Collected data
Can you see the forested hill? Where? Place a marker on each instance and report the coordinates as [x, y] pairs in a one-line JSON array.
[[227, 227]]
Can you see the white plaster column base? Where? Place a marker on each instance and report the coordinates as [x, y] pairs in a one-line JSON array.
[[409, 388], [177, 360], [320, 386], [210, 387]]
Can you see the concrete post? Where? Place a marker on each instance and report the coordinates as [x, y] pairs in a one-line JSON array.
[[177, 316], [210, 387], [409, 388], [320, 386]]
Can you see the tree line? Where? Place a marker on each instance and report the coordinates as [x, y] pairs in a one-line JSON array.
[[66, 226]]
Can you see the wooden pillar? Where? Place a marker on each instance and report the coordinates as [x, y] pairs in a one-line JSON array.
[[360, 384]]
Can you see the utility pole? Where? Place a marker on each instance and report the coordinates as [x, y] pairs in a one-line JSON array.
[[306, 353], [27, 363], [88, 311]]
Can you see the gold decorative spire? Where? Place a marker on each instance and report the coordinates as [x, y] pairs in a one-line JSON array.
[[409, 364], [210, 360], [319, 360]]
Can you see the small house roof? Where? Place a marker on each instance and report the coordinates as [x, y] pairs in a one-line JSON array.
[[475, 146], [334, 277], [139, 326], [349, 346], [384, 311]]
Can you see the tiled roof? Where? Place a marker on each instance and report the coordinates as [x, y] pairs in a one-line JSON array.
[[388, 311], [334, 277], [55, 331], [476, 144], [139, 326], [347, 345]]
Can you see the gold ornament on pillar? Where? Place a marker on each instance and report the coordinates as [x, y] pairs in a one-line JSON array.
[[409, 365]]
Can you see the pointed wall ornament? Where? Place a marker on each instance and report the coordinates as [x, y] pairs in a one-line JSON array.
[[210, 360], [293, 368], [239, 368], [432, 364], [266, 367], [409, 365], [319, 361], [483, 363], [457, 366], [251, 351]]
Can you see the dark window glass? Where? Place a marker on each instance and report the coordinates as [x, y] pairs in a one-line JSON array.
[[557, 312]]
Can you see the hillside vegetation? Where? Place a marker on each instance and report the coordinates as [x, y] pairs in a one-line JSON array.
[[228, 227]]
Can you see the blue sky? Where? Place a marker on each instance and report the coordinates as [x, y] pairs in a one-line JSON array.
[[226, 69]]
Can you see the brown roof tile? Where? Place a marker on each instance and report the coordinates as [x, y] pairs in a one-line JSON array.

§ **BRIEF**
Turn every line of the listing above into a Markdown table with the columns "Row" and "Line", numbering each row and omitting blank lines.

§ **TASK SOLUTION**
| Row | Line |
|---|---|
| 1 | Can you see the forested hill? Where? Place a marker on each instance and report the coordinates as [x, y] pairs in a one-line JSON array. |
| 2 | [[227, 227]] |
| 3 | Can you see the white plaster column base? Where? Place a marker on each instance and report the coordinates as [x, y] pairs in a one-line JSON array. |
| 4 | [[409, 388], [177, 360], [320, 386], [210, 387]] |
| 5 | Can you see the concrete post? Where? Place a marker on each instance and report the coordinates as [x, y] pairs in a one-line JSON array. |
| 6 | [[177, 316], [210, 387], [409, 388], [320, 386]] |
| 7 | Can you see the tree line? Where? Place a marker on each instance and report the coordinates as [x, y] pairs in a one-line JSON array. |
| 8 | [[66, 226]] |
| 9 | Can you see the wooden pillar? Where? Place a marker on each instance and report the coordinates as [x, y] pairs in a one-line JSON array. |
| 10 | [[360, 384]] |
| 11 | Can you see the utility pole? Where? Place a marker on each instance and report the coordinates as [x, y] pairs in a one-line JSON array. |
| 12 | [[306, 353], [27, 363], [88, 311]] |
| 13 | Can you see the gold decorative spire? Where? Place a marker on each instance and report the coordinates as [x, y] pairs in a one-line JSON array. |
| 14 | [[409, 364], [210, 360], [319, 360]] |
| 15 | Can you see the small house roof? Where? Place a marker on each instance and report the coordinates as [x, y] pairs in a one-line JSON array. |
| 16 | [[475, 146], [334, 277], [139, 326], [349, 346], [384, 311]] |
| 17 | Can you see the tiled roof? Where? Place a marker on each instance and report the coordinates as [x, y] pairs in a one-line JSON array. |
| 18 | [[388, 311], [334, 277], [55, 331], [476, 144], [139, 326], [347, 345]] |
| 19 | Can you see the gold ornament on pillar? Where? Place a marker on each instance and report the coordinates as [x, y] pairs in a one-line JSON array. |
| 20 | [[409, 365]] |
| 21 | Can you see the pointed wall ornament? Where? Place a marker on each instance and report the coordinates as [x, y] pairs in a one-line JSON array. |
| 22 | [[210, 360], [293, 368], [239, 368], [432, 364], [266, 367], [409, 365], [319, 361], [483, 363], [457, 366], [251, 351]] |
| 23 | Can you see the dark window glass? Where? Place a marker on each instance and report the coordinates as [x, y] pairs in a one-line JSON array. |
| 24 | [[557, 312]] |
| 25 | Can you see the hillside vegetation? Where? Place a marker on each instance and report the coordinates as [x, y] pairs in a one-line JSON array. |
| 26 | [[228, 227]] |
| 27 | Can you see the blue sky? Where? Place a marker on each instance and report the coordinates as [x, y] pairs in a one-line JSON array. |
| 28 | [[226, 69]] |
| 29 | Can you see the brown roof tile? Where? Place a marker on each instance and report the coordinates as [x, y] pairs in a one-line JSON array. |